Start EXTRACT TO READ
The implications off the moment were many if the lead would hold.
For one, a loss by the Huskies at this stage of the NCAAs, would be their first exit at Sweet 16 level since 2005 when the Women’s Final Four was also held in Indianapolis.
That marked the end of UConn’s three-season domination and produced a myriad of storylines the rest of the way with Baylor the ultimate beneficiary capturing the Bears’ first NCAA crown.
Baylor would have stood to gain again this time around while ironically here on Tuesday night Joanne P. McCallie would be in better position to guide second-seeded Duke to her first Final Four since finishing second in 2005 when she was still coaching Michigan State.
For two, a loss would have also brought the first premature ending to a reigning senior collegiate superstar’s career in the women’s game since March 22nd, 1999 in Greensboro, N.C.
That was the night in the East Regional when a Duke contingent on the rise short-circuited Tennessee 69-63 ruining a potential national four-peat and closing the women’s collegiate history book on Chamique Holdsclaw.
Nancy Gay, reporting at the time for the San Francisco Chronicle described the ignominious ending of the as follows:
Her auto-pilot offense failed her, her magic never materialized, and the best player in women's college basketball could do nothing last night but bury her head into the comforting arms of Tennessee coach Pat Summitt, sobbing uncontrollably as the final seconds of her brilliant career quickly ticked off the clock.
In one of the biggest upsets in NCAA Tournament history, third-seeded Duke refused to bow to top- seeded Tennessee's pressure defense and glittering roster of All- America stars, limiting Holdsclaw to 11 points and holding on for a 69-63 victory in the East Regional semifinal at Greensboro Coliseum.
End EXTRACT TO READ
• TASKS FOR THIS EXERCISE:
a: Rewrite the paragraph in the women's basketball passage that begins "That was the night in the East Regional" in one shorter sentence, keeping its main facts.
b: List every college program named in the women's basketball passage.
c: Write a continuation of the women's basketball passage, starting right after its last sentence.
Start SUPPLIED ENTRIES
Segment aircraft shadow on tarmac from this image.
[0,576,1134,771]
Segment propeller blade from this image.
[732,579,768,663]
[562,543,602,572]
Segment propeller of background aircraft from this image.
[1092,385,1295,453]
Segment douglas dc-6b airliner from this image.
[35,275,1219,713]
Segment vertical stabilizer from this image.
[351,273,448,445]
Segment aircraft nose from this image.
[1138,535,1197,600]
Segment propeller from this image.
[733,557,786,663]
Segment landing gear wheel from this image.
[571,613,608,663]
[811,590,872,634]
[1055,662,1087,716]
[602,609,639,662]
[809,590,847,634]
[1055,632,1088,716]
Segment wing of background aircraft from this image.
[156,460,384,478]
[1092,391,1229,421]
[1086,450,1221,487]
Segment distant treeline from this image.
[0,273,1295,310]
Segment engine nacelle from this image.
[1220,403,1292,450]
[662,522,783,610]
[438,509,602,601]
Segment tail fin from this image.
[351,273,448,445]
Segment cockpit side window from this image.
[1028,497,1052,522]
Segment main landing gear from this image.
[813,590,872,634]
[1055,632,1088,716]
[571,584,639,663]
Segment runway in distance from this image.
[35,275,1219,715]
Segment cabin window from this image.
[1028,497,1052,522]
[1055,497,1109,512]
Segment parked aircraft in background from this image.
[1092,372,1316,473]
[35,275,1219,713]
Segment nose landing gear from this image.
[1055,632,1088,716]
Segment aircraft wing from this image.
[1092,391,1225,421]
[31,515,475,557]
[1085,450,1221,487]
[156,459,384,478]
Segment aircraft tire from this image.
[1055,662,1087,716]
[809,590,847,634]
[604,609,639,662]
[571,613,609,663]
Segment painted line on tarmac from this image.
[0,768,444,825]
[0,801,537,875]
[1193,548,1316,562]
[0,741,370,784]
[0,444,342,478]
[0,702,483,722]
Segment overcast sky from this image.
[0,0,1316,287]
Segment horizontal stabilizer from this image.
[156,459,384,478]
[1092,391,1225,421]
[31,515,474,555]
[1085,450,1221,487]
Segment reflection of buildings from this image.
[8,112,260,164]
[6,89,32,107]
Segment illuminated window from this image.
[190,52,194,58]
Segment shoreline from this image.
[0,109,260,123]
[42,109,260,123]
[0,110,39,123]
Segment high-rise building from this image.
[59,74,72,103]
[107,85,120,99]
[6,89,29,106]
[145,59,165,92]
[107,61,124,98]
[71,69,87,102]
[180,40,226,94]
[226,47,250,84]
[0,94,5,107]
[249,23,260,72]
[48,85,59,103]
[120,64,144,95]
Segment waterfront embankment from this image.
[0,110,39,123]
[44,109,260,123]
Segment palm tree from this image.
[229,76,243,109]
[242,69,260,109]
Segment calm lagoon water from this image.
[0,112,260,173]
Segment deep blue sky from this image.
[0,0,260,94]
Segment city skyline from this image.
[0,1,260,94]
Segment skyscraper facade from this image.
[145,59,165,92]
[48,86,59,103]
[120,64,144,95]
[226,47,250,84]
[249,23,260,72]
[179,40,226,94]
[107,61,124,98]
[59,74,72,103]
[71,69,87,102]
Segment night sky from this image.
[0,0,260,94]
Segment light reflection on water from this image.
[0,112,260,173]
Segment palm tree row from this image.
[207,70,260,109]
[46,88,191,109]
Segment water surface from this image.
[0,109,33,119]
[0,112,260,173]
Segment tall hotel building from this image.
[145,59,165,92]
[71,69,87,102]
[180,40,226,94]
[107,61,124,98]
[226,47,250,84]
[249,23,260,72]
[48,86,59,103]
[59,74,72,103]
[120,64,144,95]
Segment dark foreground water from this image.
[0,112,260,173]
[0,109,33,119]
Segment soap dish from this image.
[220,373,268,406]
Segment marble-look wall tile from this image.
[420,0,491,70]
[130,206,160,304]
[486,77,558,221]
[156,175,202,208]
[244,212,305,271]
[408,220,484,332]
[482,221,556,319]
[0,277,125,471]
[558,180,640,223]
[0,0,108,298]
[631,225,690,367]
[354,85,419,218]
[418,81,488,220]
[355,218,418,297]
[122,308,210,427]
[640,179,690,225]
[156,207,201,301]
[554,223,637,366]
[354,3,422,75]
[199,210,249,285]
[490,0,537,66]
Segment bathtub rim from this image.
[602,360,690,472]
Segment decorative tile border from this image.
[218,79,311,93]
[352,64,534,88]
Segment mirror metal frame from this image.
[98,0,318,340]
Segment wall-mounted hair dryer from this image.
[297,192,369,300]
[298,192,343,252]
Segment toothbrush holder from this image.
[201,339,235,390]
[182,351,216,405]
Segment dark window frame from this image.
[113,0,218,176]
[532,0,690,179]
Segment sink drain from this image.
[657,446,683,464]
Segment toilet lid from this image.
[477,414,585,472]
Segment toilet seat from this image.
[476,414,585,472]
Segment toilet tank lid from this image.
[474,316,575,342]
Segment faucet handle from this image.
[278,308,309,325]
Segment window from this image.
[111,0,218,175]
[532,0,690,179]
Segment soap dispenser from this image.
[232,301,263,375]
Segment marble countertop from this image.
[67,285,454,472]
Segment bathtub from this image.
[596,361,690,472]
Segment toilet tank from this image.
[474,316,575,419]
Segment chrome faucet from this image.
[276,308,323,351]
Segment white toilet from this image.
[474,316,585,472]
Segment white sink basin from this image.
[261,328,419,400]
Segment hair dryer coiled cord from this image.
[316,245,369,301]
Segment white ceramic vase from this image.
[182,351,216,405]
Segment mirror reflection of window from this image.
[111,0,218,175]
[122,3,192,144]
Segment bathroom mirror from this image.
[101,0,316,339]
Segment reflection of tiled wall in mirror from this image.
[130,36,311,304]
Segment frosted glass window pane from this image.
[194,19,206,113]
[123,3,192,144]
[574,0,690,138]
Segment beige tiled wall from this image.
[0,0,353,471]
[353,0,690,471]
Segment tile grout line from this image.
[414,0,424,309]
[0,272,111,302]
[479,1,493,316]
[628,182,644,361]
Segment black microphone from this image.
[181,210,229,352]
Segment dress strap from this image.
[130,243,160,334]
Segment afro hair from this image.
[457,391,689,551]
End SUPPLIED ENTRIES
• ANSWERS TO THE EXERCISE:
a: In the East Regional that night, a rising Duke team beat Tennessee 69-63, ending Tennessee's bid for a national four-peat and Chamique Holdsclaw's college career.

b:
- UConn (the Huskies)
- Baylor
- Duke
- Michigan State
- Tennessee

c:
Flash back to the present on Sunday afternoon where Georgetown needed just one or more two whacks to fell the great wall of UConn, sending Maya Moore to a similar unanticipated finish.
Around the nation, crowds began to gather to watch the ESPN2 telecast in public areas as they speculated a champion(s) end was on the brink.
However, though Moore had performed closer to human level Sunday afternoon than in the galaxy in which she has thrived, the Georgian was in no mood for history to repeat.
Two minutes earlier, Hall of Fame coach Geno Auriemma and his staff already greased the wheels to kill the Rocky storyline by dropping down from heavyweight to bantamweight fighting mode.
Off the recommendations of an assistant, laboring 6-5 freshman center Stefani Dolson was substituted from a lineup that just had experienced a previous move with senior 5-4 guard Lorin Dixon inserted.
“We just changed our defense a little bit and the way Lorin came in and played changed the tone of the game – everything changed,” Auriemma said.
Dixon had been lackluster most of her career until a month ago. She and freshman guard Bria Hartley began to make things happen and Moore took care of the rest.
“Insert Lorin, never thought I’d say that,” Temple coach Tonya Cardoza tweeted humorously watching the game. Until joining the Owls three seasons ago she had been an Auriemma assistant 14 years, including when Dixon was a freshman.
In fact, as UConn tiptoed into the season off losing Germantown Academy's Caroline Doty in the summer to a third season-ending knee injury, Auriemma had privately told someone -- not the Guru -- how Dixon was playing havoc with a thin rotation, though he had total praise for her Sunday.
“Hartley’s trey cut the UConn disadvantage to four points, then Dixon had two steals. She scored off her first theft and fed Hartley off the second to tie the game 53-53 with 7:11 left in regulation.
Dixon hit a jumper that got the lead back in the UConn column for good at 55-53 with 6:19 left.
“He had to take Dolson out,” Georgetown coach Terri Williams-Flournoy, a former Penn State star, tried to put it diplomatically in observing the UConn roster switch. “Tia Magee was absolutely killing her. Tia was taking it to the basket and shooting the three.
“He decided to go smaller by putting Dixon in the game. And Dixon hasn’t been a big time player for him. She was their spark coming off the bench. She handled the ball, taking some of the pressure off Hartley and (Tiffany) Hayes. So now they were able to stay on the wing and get more open shots.”
Then Moore got into the act. Grabbing a defensive rebound, she missed a three-pointer but Dixon saved the possession on the offensive boards and Moore hit a jumper and then scored two more points on a pair of foul shots to make it 59-53 for a 13-0 run with 4:51 left.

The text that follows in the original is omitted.